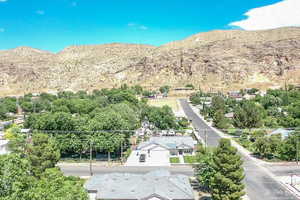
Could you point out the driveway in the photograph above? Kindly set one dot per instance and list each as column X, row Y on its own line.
column 260, row 184
column 154, row 158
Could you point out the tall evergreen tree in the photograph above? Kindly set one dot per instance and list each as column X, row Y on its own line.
column 227, row 184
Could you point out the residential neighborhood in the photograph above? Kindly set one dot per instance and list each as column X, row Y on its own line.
column 154, row 185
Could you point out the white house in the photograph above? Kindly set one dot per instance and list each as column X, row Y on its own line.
column 175, row 145
column 4, row 147
column 158, row 150
column 155, row 185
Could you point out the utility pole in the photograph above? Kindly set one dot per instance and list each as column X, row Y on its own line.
column 121, row 151
column 205, row 135
column 91, row 157
column 297, row 150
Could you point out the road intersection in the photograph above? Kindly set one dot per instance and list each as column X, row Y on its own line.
column 260, row 184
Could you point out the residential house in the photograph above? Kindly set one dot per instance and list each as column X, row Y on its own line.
column 235, row 95
column 229, row 115
column 155, row 185
column 249, row 96
column 3, row 147
column 283, row 132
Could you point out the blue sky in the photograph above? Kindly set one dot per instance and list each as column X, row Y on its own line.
column 54, row 24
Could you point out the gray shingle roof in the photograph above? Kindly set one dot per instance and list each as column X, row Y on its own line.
column 170, row 142
column 159, row 183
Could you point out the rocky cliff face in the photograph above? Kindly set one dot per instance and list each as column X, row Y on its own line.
column 221, row 60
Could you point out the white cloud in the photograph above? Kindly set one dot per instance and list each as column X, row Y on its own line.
column 74, row 3
column 143, row 27
column 137, row 26
column 282, row 14
column 40, row 12
column 131, row 24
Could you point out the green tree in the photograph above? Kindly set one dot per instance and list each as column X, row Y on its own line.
column 15, row 177
column 43, row 153
column 288, row 148
column 53, row 185
column 204, row 170
column 220, row 121
column 248, row 115
column 164, row 89
column 3, row 111
column 190, row 86
column 227, row 184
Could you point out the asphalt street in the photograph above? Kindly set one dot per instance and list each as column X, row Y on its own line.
column 259, row 184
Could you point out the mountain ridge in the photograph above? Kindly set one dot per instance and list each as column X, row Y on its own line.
column 222, row 60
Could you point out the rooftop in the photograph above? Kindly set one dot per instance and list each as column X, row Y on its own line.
column 170, row 142
column 159, row 183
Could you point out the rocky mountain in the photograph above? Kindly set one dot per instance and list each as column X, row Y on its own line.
column 219, row 60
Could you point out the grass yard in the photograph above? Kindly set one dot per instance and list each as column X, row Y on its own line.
column 174, row 160
column 190, row 159
column 172, row 102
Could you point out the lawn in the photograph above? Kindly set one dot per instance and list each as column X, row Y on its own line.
column 174, row 160
column 190, row 159
column 172, row 102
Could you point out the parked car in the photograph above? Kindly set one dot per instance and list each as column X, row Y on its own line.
column 143, row 158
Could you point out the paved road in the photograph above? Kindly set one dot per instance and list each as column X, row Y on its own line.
column 283, row 170
column 84, row 170
column 259, row 185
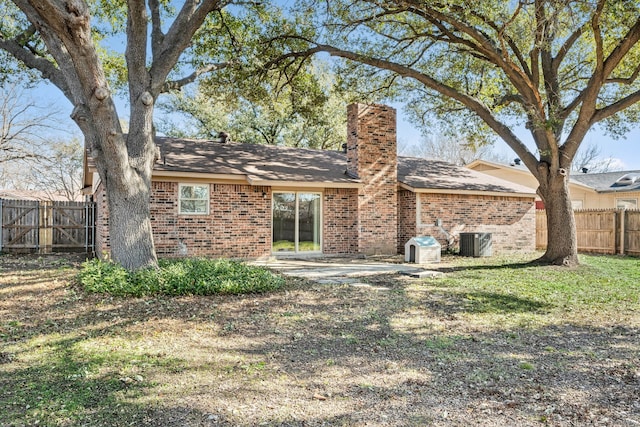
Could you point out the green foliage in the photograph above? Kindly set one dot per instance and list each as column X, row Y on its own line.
column 305, row 111
column 179, row 277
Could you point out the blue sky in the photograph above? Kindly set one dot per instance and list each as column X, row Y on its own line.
column 624, row 152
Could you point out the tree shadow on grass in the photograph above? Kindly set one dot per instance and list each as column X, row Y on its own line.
column 389, row 354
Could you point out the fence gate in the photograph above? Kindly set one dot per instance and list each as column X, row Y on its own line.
column 31, row 226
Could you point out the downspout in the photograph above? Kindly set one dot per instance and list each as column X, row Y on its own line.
column 1, row 226
column 450, row 237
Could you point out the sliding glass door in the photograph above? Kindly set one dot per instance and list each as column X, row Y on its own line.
column 296, row 222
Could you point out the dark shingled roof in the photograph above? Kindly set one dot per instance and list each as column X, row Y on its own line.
column 606, row 182
column 435, row 174
column 265, row 163
column 256, row 162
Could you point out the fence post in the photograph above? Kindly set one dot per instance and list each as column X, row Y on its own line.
column 623, row 212
column 1, row 226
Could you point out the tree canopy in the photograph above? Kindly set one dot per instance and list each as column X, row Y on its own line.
column 559, row 67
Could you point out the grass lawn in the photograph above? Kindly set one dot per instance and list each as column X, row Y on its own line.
column 492, row 342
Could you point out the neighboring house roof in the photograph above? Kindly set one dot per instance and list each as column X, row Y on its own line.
column 419, row 174
column 35, row 195
column 607, row 182
column 600, row 182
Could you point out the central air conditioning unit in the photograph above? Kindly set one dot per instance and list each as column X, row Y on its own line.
column 475, row 244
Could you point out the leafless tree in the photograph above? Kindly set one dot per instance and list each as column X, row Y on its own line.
column 24, row 126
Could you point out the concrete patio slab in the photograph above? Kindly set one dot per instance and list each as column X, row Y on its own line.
column 340, row 270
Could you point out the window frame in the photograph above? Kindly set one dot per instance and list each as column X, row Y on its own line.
column 297, row 250
column 181, row 185
column 623, row 199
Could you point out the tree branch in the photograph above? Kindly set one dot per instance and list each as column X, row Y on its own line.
column 616, row 107
column 177, row 39
column 626, row 80
column 157, row 36
column 177, row 84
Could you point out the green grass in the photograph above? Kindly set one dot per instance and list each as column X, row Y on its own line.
column 289, row 246
column 70, row 357
column 601, row 284
column 179, row 277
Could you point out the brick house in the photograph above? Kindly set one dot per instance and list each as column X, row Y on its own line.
column 211, row 198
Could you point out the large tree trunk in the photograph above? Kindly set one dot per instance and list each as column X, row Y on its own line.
column 562, row 244
column 130, row 233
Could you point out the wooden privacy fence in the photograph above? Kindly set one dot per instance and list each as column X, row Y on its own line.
column 609, row 231
column 32, row 226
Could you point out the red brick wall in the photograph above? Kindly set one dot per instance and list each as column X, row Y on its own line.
column 238, row 225
column 510, row 220
column 340, row 216
column 372, row 157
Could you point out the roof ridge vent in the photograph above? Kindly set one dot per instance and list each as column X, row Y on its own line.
column 628, row 179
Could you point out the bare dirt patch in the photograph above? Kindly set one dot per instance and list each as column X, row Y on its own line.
column 395, row 352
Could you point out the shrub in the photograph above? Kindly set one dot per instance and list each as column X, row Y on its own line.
column 179, row 277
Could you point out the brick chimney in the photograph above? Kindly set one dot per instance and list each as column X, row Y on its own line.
column 372, row 157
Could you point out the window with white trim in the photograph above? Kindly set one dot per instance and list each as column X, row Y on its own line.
column 297, row 222
column 193, row 199
column 627, row 203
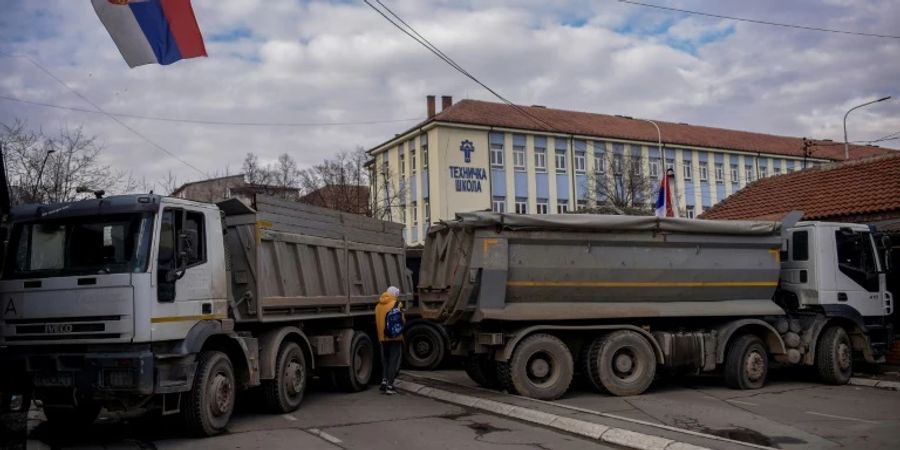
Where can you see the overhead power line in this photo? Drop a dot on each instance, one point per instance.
(112, 117)
(204, 122)
(760, 22)
(412, 33)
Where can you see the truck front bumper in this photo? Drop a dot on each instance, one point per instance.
(95, 373)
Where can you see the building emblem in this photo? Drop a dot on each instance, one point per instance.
(467, 147)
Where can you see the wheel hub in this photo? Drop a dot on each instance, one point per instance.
(222, 395)
(843, 356)
(624, 363)
(540, 368)
(293, 377)
(754, 366)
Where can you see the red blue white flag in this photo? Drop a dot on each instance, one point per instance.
(152, 31)
(664, 199)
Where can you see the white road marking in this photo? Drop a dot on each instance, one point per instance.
(843, 417)
(742, 403)
(325, 436)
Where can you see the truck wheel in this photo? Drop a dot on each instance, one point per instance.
(424, 347)
(834, 356)
(75, 419)
(207, 408)
(355, 377)
(482, 371)
(285, 393)
(747, 363)
(622, 363)
(541, 367)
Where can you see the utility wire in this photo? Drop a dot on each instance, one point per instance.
(761, 22)
(112, 117)
(412, 33)
(204, 122)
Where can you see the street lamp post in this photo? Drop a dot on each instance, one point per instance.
(846, 143)
(41, 174)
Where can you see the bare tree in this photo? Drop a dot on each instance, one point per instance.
(620, 185)
(50, 168)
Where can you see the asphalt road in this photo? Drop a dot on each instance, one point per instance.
(326, 420)
(791, 412)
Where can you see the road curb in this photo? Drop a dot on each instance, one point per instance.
(878, 384)
(583, 428)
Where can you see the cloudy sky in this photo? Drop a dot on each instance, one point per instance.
(314, 62)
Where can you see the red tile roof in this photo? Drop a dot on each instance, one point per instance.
(851, 188)
(538, 118)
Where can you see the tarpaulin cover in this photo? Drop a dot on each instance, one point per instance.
(597, 222)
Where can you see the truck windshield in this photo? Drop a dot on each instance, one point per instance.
(115, 243)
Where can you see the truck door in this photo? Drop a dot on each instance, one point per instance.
(183, 274)
(858, 282)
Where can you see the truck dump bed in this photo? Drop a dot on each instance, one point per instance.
(506, 267)
(291, 261)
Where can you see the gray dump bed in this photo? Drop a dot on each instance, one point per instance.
(290, 261)
(506, 267)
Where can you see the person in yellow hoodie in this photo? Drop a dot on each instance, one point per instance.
(391, 347)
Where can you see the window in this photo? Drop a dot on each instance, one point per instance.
(800, 249)
(519, 157)
(496, 155)
(856, 258)
(617, 165)
(599, 163)
(580, 163)
(560, 162)
(521, 207)
(498, 205)
(540, 159)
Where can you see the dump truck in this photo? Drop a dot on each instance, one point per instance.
(532, 300)
(145, 302)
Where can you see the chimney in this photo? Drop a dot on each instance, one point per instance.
(430, 101)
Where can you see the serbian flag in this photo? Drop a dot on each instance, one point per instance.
(152, 31)
(664, 199)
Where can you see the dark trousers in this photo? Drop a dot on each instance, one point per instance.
(391, 352)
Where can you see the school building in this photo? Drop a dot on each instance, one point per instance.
(477, 155)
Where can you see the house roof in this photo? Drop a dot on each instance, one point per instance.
(539, 118)
(851, 188)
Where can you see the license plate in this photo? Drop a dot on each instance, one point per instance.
(53, 380)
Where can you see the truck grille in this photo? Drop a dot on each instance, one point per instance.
(61, 328)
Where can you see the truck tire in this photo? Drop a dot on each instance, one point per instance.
(72, 420)
(207, 407)
(424, 347)
(541, 367)
(747, 363)
(622, 363)
(285, 393)
(356, 376)
(834, 356)
(482, 371)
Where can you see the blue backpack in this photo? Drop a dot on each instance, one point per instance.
(393, 322)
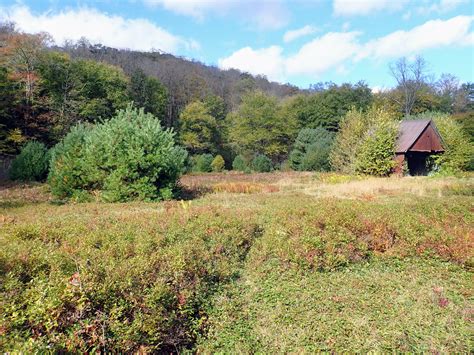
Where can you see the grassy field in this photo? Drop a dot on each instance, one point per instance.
(278, 262)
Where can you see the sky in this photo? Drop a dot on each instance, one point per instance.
(300, 42)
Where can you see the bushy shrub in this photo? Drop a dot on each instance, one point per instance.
(311, 150)
(32, 163)
(127, 157)
(365, 143)
(67, 175)
(203, 163)
(239, 163)
(218, 163)
(377, 150)
(125, 282)
(459, 150)
(262, 164)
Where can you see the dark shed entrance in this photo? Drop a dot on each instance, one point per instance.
(417, 140)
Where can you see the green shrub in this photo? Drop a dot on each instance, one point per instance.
(459, 150)
(311, 150)
(365, 143)
(67, 174)
(127, 157)
(377, 150)
(262, 164)
(203, 163)
(218, 163)
(239, 163)
(32, 163)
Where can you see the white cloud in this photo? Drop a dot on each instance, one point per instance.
(300, 32)
(266, 61)
(192, 8)
(261, 14)
(365, 7)
(339, 50)
(432, 34)
(323, 53)
(440, 7)
(97, 27)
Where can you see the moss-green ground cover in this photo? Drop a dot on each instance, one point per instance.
(254, 263)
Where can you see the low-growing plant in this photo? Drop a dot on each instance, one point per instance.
(239, 163)
(127, 157)
(31, 164)
(262, 164)
(203, 163)
(218, 163)
(365, 143)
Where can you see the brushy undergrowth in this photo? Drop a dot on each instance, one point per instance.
(114, 284)
(241, 270)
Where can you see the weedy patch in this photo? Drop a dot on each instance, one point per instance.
(244, 188)
(365, 265)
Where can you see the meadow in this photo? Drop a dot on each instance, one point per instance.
(273, 262)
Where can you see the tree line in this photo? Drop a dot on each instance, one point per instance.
(45, 90)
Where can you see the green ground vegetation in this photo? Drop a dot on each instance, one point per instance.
(272, 262)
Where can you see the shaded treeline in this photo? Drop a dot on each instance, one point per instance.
(45, 90)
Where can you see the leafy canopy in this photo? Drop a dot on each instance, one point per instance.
(311, 150)
(365, 142)
(262, 125)
(127, 157)
(32, 163)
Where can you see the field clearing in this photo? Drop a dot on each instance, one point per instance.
(277, 262)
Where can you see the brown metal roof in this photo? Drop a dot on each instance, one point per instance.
(409, 132)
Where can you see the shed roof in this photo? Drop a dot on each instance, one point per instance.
(409, 132)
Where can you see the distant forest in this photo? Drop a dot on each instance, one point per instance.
(46, 89)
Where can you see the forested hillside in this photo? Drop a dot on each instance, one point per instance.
(46, 90)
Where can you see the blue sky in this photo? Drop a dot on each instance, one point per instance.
(298, 41)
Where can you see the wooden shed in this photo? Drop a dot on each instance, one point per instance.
(417, 140)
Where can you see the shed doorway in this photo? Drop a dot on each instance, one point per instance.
(417, 163)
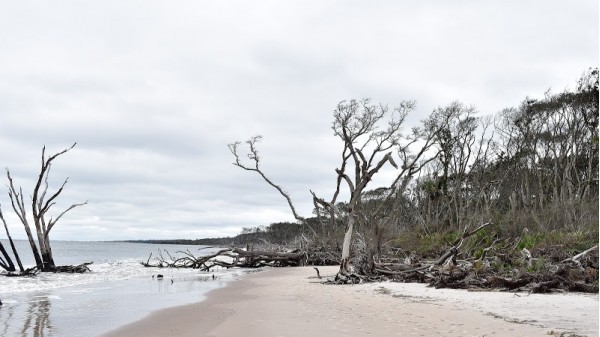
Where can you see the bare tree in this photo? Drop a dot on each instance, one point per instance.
(7, 263)
(40, 206)
(255, 159)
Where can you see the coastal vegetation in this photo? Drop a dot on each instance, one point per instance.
(509, 200)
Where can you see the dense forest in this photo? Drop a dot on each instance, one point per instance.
(513, 195)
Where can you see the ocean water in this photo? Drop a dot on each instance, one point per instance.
(117, 291)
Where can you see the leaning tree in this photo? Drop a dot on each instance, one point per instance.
(372, 136)
(41, 203)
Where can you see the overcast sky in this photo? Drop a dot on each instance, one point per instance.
(153, 91)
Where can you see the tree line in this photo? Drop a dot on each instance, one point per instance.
(527, 169)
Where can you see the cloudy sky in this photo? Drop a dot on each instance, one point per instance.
(153, 91)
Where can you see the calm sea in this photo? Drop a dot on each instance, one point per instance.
(117, 291)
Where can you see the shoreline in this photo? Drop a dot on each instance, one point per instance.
(292, 302)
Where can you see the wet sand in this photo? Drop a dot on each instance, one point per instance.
(291, 302)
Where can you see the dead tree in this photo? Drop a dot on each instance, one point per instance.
(7, 263)
(42, 252)
(255, 158)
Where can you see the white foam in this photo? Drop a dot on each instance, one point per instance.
(99, 273)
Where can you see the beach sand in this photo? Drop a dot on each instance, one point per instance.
(291, 302)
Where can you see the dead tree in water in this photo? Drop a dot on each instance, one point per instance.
(234, 258)
(7, 262)
(42, 251)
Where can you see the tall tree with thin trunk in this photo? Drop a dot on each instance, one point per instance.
(40, 206)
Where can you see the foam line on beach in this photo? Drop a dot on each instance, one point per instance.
(288, 302)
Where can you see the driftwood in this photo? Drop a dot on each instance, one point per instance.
(227, 258)
(497, 266)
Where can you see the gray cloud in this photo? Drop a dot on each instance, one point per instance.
(153, 93)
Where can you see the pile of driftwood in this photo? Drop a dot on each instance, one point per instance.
(227, 258)
(77, 269)
(499, 266)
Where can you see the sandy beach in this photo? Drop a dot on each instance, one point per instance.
(291, 302)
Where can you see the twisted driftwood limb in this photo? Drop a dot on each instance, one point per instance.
(229, 258)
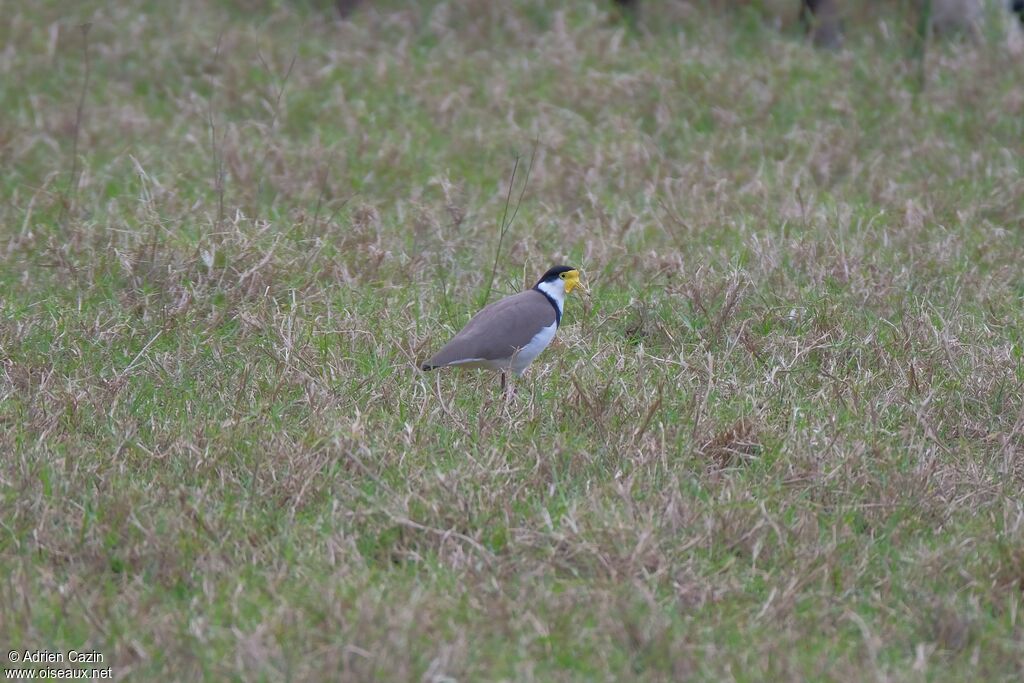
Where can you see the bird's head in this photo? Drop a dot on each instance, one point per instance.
(559, 281)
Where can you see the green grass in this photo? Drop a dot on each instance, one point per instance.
(779, 440)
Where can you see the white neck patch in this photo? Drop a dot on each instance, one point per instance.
(555, 290)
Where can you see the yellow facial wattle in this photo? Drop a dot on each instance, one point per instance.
(571, 281)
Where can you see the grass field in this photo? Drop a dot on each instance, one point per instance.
(781, 439)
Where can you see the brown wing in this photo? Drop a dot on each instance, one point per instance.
(499, 330)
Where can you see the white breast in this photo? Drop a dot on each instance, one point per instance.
(526, 354)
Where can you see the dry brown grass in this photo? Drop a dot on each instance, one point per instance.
(780, 440)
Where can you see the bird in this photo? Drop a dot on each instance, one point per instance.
(510, 333)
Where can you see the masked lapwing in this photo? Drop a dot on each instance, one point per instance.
(508, 334)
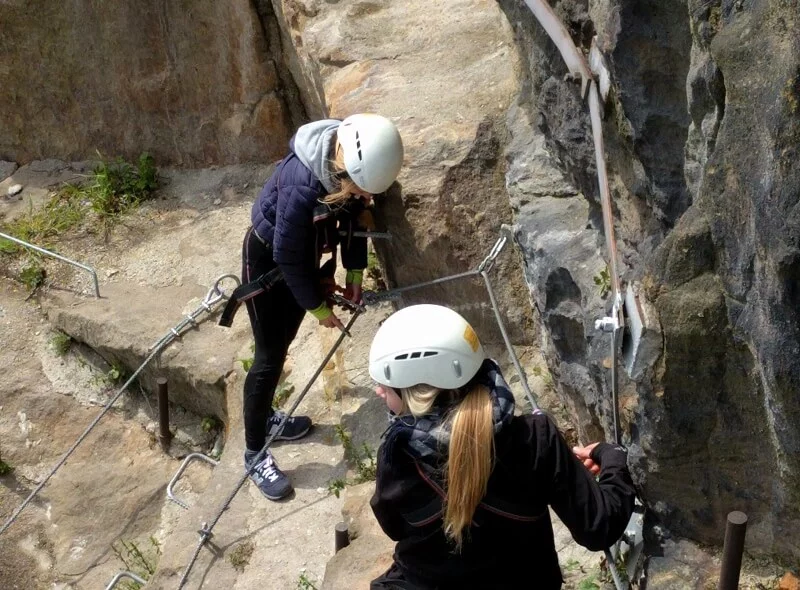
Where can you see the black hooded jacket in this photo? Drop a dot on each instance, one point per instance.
(510, 543)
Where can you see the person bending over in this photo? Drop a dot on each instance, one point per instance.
(319, 190)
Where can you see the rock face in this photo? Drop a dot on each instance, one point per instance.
(416, 63)
(193, 83)
(706, 206)
(702, 129)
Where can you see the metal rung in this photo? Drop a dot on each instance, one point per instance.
(41, 250)
(189, 458)
(128, 575)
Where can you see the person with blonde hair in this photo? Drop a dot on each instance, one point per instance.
(321, 189)
(463, 485)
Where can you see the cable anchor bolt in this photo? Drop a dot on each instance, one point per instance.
(607, 324)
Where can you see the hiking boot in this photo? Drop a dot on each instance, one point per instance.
(272, 482)
(294, 428)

◆ **Task to carry out**
Transcribe exactly, and only, the lines from the one with "Where can you see the bird in" through the final line of the data above. The pictures stay out.

◆ **Exercise response**
Where can you see the bird in this photo? Drop a dot on each instance, one point per instance.
(510, 333)
Where can you see the masked lapwing in this photo? Drop a dot on each instance, one point per instance.
(508, 334)
Where can you see the black hooded jacket in this photo? Drop a dot on each instance, one point per instance.
(510, 543)
Where can you see the person bending over in this photo? Drop a dot on each instance, one point per instance.
(319, 190)
Where can you see the rock face in this photo? Drop a dot on each instance, one point per instance.
(416, 63)
(193, 83)
(706, 206)
(702, 129)
Where can you see the metal rung in this photo? Drop a dot on each instance, one point per instance.
(41, 250)
(189, 458)
(128, 575)
Where can you see the person with blonde hair in this photo? Drop a dot on each instance, one point per instance.
(321, 189)
(463, 485)
Where can you see the cable anchor bolt in this photo? Drop a dot on each instance, one point per instance.
(607, 324)
Where can you see the hiking boot in this photo? Drop a dot on each instance, one point per instance.
(272, 482)
(294, 428)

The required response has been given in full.